▶ [Objective]: Give the data a second time, exactly and in full.

___ Stored records ___

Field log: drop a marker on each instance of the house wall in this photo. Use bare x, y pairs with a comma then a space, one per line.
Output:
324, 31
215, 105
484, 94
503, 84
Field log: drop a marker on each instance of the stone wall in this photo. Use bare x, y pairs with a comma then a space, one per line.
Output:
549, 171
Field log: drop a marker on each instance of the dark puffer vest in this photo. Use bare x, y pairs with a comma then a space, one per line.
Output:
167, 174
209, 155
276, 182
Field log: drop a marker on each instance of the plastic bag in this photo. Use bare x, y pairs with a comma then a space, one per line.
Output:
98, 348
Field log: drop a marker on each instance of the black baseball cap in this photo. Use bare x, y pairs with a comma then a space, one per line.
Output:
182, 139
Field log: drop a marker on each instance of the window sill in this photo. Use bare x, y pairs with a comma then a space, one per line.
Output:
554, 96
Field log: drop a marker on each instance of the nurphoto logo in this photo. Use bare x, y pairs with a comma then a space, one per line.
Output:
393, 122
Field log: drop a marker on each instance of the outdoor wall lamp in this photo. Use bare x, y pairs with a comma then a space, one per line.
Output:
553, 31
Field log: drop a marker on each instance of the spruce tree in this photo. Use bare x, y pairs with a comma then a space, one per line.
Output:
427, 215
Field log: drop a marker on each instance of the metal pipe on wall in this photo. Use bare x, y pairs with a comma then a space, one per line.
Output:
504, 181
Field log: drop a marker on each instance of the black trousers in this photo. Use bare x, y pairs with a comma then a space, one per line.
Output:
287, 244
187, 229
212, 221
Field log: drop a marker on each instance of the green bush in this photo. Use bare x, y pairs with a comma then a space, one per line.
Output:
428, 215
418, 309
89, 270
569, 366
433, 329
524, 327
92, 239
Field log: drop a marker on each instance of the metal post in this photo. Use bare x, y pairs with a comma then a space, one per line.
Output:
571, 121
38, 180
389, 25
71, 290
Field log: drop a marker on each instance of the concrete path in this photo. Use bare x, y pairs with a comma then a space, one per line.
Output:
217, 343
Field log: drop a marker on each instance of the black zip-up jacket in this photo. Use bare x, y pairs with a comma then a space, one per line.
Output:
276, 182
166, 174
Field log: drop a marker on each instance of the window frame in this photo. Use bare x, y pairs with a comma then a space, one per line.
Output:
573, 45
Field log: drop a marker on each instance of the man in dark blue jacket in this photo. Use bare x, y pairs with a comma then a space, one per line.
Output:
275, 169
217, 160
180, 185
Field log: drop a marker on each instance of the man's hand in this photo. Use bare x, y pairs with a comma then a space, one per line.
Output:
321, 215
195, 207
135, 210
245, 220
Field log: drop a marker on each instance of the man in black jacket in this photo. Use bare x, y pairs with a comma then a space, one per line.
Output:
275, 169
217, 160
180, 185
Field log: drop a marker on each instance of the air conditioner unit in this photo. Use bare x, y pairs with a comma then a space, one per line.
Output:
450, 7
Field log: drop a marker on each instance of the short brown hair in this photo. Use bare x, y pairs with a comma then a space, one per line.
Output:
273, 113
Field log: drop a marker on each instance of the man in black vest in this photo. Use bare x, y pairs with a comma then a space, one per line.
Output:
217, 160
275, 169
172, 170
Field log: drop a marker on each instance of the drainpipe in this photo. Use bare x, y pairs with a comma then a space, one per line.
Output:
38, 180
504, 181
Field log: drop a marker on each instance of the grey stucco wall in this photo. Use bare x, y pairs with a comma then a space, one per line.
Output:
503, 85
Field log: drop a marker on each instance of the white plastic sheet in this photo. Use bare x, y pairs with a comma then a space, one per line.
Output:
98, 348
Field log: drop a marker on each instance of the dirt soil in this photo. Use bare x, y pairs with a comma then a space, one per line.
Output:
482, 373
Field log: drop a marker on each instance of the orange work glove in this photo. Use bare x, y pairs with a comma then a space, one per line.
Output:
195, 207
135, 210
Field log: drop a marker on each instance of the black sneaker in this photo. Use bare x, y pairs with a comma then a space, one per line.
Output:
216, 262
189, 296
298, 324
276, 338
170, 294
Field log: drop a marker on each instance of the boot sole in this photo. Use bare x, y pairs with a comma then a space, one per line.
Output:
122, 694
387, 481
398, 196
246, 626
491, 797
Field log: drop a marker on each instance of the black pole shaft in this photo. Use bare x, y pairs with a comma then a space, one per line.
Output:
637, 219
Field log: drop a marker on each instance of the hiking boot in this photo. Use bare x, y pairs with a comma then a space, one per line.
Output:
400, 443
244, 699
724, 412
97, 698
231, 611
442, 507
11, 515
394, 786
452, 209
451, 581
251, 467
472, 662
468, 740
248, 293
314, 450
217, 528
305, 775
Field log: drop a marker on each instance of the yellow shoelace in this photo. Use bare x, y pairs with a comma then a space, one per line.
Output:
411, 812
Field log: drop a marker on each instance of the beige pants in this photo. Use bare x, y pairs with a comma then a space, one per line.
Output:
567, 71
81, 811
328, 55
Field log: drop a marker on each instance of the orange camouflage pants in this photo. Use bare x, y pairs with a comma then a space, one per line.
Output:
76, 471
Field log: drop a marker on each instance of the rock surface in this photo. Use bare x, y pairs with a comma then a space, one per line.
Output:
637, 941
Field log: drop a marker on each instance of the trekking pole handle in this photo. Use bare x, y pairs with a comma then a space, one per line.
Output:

___

▶ [Exercise output]:
Field log: drop a marker on each instance of the house wall in this photo. Use bare x, y pairs with a comma then a space, one per line.
Output:
324, 31
215, 105
484, 94
503, 84
Field log: drop a marker on each instance of the stone wall in this photo. Use bare x, y pairs with a comma then a space, one per line.
Output:
549, 171
Field log: drop a marker on each instance of the dark puffer vest in this photo. Use bare x, y pairs with a comma then a space, one per line.
Output:
167, 174
209, 155
276, 182
Field log: drop a marker on each instance of the plastic bag in this photo. Use bare x, y pairs with a comma then a space, one per line.
Output:
98, 348
Field log: drop a marker on each instance of the black baseball cap in this photo. Use bare x, y pairs with a comma then a space, one per line.
Output:
182, 139
Field log: drop a marker on each instance of the window sill in this photo. Use bare x, y pairs with a comma then a space, one per line.
Output:
554, 96
Field log: drop a marker on each instance of the nurphoto logo in this photo. Use bare x, y pairs with a comma then a space, one per line.
Output:
393, 122
Field log: drop a marker on each instance of the outdoor wall lamp in this photo. Use bare x, y pairs with a comma then a space, one per line.
Output:
553, 31
Field log: drop a marker on each instance of the spruce tree in this photo. Use bare x, y pairs with a comma then a space, one per line.
Output:
427, 215
Field log: drop a marker on each instance of the metal pipe on wall in this photo. Use bare x, y pairs with a comma then a space, one per line.
Output:
504, 181
Field log: drop a marker on each instance of the black trousers in this photo. Use bare x, y pairs with a comma then a space, one per line.
Output:
287, 244
187, 229
212, 221
Field log: drop a marker on each instance of the green bush in this photo. Use bare x, y pairs with a comma then a space, one per line.
Output:
428, 215
418, 309
89, 270
569, 366
433, 329
524, 327
92, 239
Field log: drop a marker on each instance of the metal post in this photo. Use bare x, y pairs with a comma then a space, one per line.
Output:
571, 121
38, 180
389, 25
71, 290
Field log: drop a marker on each instance of the concrete path in this photo. Use bare x, y pairs with a comma then a space, one per line.
Output:
217, 343
Field log: drop a marker on each instance of the black zip-up jacket in this photo. Use bare x, y pairs with a comma then a space, one per line.
Output:
276, 182
166, 174
Field log: drop a marker on each instance of the window frame in this photo. Use bare x, y pairs with a comma then a space, one per line.
Output:
573, 45
Field log: drop a marker on each instance of the man in dark blue jacket in this photo. Use bare x, y pairs with a comma then a space, one per line.
Output:
275, 169
217, 160
180, 185
Field log: drop a marker on each instance of the man's hand in this photo. Use bare x, y pairs with a comma then a space, one per line.
Output:
321, 215
195, 207
135, 210
245, 220
Field log: drop a marker on each instance of the man in black jacket in this photo. Use bare x, y pairs with a comma then a space, one per line.
Output:
275, 169
217, 160
180, 185
Field log: drop a marker on each instance of the air conditioner unit in this photo. Use bare x, y pairs with a comma then a space, one per line.
Output:
450, 7
Field log: drop a marker on each instance of the short brown hair in this photo. Use bare x, y pairs with a comma then a space, one per line.
Output:
273, 113
Field log: drop a marker on each instance of the man in black vest in this photo. Use bare x, y pairs with a comma then a space, one per line.
Output:
217, 160
275, 169
172, 170
Field log: drop a marker on each instance of the drainpipe in this photo. Use bare x, y pairs with a comma then a space, one per line.
Output:
38, 180
504, 181
Field log: drop a marker on each instance of the grey stucco wall in this photo. Use bare x, y pairs with a comma then a space, one per line.
Output:
503, 85
Field log: drop a marker on each instance of the white plastic sheet in this photo. Use bare x, y pairs with a comma then a space, one per line.
Output:
98, 348
Field log: drop a marker on each instance of the dirt soil in this photo. Use bare x, y pairs with a comma then a space, one per line.
Output:
482, 373
Field log: drop a marker on each instance of the orange work glove in this photo. Use bare x, y pairs with a comma then a space, one per line.
Output:
195, 207
135, 210
Field log: drop a marker on each instance of the black sneaker in this photo. Use bare x, y pairs with a comma then a space, one per line.
Output:
216, 262
189, 296
298, 324
276, 338
170, 294
Field log: drop a marker on each instance of the boot sole in this photo. Use bare x, y pairs with a comma then a space, one per line.
Output:
122, 694
387, 481
398, 196
246, 626
491, 797
Field log: drop a marker on each instance of the black pole shaft in this photo. Use bare x, y pairs with a comma then a space, one per line.
Output:
637, 219
Field log: drop a marker on each instance of the hiking boot in this photo. Use bare x, y pairs with a comma then a space, one per line.
Output:
400, 443
244, 699
724, 412
97, 698
231, 611
442, 507
11, 515
394, 786
452, 209
451, 581
251, 467
472, 662
468, 740
248, 293
314, 450
217, 528
305, 775
Field log: drop a marker on each instance of the yellow shoelace in this photo. Use bare x, y pairs with a comma then a space, one per line.
Output:
411, 812
Field log: drop a marker on each instance of the beige pants in this photo. Use bare x, y pairs with a comma then a space, one per line.
Output:
567, 71
81, 811
328, 55
Field log: drop a marker on each instance of the orange camouflage pants in this photo. Use bare x, y pairs with a comma then a space, one per line.
Output:
76, 471
Field log: drop a marker on each instance of the rock surface in this photo. Use bare x, y pairs with a comma then a space, one per line.
Output:
637, 941
Field log: drop a marker on each instance of the trekking pole handle in this photo. Use bare x, y pairs with a comma then a space, one per line.
Output:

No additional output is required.